Task brief: Rewrite these lines, swapping "innermost point" for "most central point" and leaving everything else the same.

* BEGIN Data *

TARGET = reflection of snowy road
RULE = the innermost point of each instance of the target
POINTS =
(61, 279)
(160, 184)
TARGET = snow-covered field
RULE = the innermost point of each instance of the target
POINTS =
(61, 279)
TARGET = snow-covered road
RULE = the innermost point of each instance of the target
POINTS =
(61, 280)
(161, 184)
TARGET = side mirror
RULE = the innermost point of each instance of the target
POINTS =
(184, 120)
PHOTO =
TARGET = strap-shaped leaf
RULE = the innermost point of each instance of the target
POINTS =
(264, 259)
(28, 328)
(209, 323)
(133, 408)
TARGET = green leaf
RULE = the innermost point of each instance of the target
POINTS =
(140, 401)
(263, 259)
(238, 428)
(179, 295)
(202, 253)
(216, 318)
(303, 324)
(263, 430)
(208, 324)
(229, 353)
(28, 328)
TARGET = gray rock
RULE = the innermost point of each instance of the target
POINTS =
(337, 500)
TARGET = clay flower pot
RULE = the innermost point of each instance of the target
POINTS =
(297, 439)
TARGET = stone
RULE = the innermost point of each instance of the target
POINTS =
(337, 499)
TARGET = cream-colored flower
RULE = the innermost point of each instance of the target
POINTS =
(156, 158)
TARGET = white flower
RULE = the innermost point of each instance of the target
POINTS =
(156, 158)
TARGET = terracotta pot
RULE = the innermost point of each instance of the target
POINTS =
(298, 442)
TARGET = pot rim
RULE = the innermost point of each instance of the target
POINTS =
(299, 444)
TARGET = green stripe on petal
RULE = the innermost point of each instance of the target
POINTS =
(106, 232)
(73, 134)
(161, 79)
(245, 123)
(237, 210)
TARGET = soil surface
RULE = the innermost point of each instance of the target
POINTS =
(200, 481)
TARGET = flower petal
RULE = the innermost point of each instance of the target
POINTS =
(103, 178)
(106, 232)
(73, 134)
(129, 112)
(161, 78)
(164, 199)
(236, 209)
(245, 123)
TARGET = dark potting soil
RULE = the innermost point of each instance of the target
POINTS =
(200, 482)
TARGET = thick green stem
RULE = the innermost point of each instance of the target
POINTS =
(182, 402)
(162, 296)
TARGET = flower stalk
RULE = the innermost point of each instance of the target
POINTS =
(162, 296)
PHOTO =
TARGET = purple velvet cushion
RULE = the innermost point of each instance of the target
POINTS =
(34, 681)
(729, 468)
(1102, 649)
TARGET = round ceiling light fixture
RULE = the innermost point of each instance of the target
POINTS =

* END Data *

Result of the task:
TARGET = reflection of snowy road
RULE = the most central point of each instance of the target
POINTS =
(61, 279)
(160, 184)
TARGET = snow-covered field
RULE = the most central point of each instance of the target
POINTS =
(61, 279)
TARGET = snow-covered road
RULE = the most central point of each instance of the target
POINTS =
(61, 280)
(161, 184)
TARGET = side mirror
RULE = the most central point of each instance of the target
POINTS =
(184, 120)
PHOTO =
TARGET = strap-shaped leaf
RULE = the most central point of each instance of the target
POINTS =
(264, 259)
(28, 328)
(209, 323)
(133, 408)
TARGET = green leaf
RULE = the most central point of each instance of the target
POINTS =
(140, 401)
(263, 259)
(238, 428)
(179, 295)
(202, 253)
(216, 318)
(303, 324)
(263, 430)
(208, 324)
(229, 353)
(28, 328)
TARGET = gray rock
RULE = the most central point of each instance of the target
POINTS =
(337, 500)
TARGET = clay flower pot
RULE = the most central point of each instance of the target
POINTS =
(297, 439)
TARGET = stone
RULE = the most central point of each instance of the target
POINTS =
(337, 499)
TARGET = cream-colored flower
RULE = the most central point of each instance of the target
POINTS =
(156, 158)
TARGET = white flower
RULE = the most central point of each instance of the target
POINTS =
(156, 158)
TARGET = terracotta pot
RULE = the most central point of each instance of the target
POINTS =
(298, 442)
TARGET = pot rim
RULE = the most central point of each instance of the target
POINTS =
(299, 444)
TARGET = green stripe on petal
RULE = the most central point of each instance of the target
POINTS =
(106, 232)
(73, 134)
(161, 79)
(245, 123)
(237, 210)
TARGET = soil surface
RULE = the most central point of each instance of the target
POINTS =
(200, 481)
TARGET = flower petal
RULE = the most central point of each instance of the target
POINTS =
(103, 178)
(106, 232)
(73, 134)
(129, 112)
(161, 78)
(164, 199)
(236, 209)
(245, 123)
TARGET = dark potting soil
RULE = the most central point of each instance of the target
POINTS =
(200, 482)
TARGET = thick green stem
RULE = the most central point of each instance of the target
POINTS =
(182, 402)
(162, 296)
TARGET = flower stalk
RULE = the most central point of each instance of the target
POINTS =
(162, 296)
PHOTO =
TARGET = purple velvet cushion
RULE = the most central point of each instance of the target
POINTS =
(34, 681)
(729, 468)
(1102, 649)
TARGET = round ceiling light fixture
RULE = the most central point of each instance of the target
POINTS =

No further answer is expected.